Establish how many lines in the records below include the word "patio"; respond with that number only.

Image point grounding data:
════
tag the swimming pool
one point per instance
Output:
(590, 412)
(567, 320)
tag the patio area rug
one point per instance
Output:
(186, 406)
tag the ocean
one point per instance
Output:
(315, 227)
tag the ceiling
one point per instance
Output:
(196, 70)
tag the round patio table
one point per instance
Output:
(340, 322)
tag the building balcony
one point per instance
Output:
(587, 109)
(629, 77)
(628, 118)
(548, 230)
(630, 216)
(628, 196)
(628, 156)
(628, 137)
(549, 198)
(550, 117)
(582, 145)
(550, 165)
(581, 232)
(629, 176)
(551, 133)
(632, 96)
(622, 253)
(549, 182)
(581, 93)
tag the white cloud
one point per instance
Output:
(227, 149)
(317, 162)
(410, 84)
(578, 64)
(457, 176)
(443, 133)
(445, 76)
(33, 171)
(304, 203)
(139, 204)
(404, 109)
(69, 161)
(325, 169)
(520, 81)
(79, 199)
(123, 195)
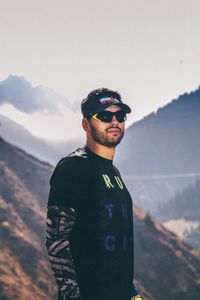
════
Exercise output: 2